Exercise description: Turn the records below, from the line containing "Localize the mountain" through the line containing "left=0, top=191, right=600, bottom=320", inclusive, into a Markdown table with a Row column for the row number and a Line column for the line. Include only those lines and leave out any blank ones.

▽

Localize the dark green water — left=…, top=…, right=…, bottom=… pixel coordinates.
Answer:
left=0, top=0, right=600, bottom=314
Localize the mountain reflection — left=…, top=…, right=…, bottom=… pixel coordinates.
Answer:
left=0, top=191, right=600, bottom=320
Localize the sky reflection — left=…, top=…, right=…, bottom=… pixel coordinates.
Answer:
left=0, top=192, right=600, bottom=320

△
▽

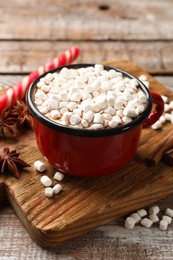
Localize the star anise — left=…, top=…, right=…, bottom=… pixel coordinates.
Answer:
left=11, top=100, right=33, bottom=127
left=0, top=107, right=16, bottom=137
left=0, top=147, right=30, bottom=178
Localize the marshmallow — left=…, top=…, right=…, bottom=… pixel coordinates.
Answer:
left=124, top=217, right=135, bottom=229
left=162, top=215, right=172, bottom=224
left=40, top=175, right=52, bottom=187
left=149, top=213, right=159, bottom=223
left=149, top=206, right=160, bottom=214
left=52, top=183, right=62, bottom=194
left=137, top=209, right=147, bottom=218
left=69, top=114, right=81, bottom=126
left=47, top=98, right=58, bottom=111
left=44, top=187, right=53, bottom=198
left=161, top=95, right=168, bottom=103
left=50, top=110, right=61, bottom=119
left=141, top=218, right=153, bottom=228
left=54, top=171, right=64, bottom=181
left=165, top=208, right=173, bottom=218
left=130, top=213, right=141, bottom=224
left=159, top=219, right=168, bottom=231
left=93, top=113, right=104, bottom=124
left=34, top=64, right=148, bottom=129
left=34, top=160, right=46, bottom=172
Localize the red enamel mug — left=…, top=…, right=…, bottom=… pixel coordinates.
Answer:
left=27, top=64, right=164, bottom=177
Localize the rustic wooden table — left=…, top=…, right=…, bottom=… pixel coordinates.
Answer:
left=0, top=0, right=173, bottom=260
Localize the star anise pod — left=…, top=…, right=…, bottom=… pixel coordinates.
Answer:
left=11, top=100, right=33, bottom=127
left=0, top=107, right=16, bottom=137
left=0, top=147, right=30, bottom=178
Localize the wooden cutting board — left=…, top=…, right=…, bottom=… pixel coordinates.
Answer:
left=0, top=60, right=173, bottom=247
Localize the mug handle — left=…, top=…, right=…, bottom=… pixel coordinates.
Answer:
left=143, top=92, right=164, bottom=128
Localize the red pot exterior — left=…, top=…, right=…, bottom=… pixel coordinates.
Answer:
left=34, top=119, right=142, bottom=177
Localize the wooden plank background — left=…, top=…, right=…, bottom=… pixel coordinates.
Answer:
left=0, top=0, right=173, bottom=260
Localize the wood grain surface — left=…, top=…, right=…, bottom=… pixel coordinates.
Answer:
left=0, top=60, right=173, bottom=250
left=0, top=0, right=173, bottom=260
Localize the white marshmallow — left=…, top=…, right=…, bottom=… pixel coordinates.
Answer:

△
▽

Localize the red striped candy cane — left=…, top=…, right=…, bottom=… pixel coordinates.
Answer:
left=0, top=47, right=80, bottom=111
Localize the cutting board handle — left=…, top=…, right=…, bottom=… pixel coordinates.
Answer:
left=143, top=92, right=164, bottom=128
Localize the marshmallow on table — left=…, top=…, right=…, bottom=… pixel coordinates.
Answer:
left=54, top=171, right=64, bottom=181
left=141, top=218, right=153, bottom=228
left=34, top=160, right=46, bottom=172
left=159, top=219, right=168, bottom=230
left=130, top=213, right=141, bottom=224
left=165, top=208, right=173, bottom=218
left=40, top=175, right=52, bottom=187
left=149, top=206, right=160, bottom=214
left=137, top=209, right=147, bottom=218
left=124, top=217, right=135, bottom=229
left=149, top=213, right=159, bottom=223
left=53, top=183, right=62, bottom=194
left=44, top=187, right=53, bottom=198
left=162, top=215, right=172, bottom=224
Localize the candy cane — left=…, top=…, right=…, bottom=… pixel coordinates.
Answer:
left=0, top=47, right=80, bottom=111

△

Response:
| Row | Line |
|---|---|
| 1 | Localize the mountain reflection — left=…, top=…, right=…, bottom=… pixel coordinates. |
| 2 | Answer: |
| 3 | left=0, top=191, right=600, bottom=320 |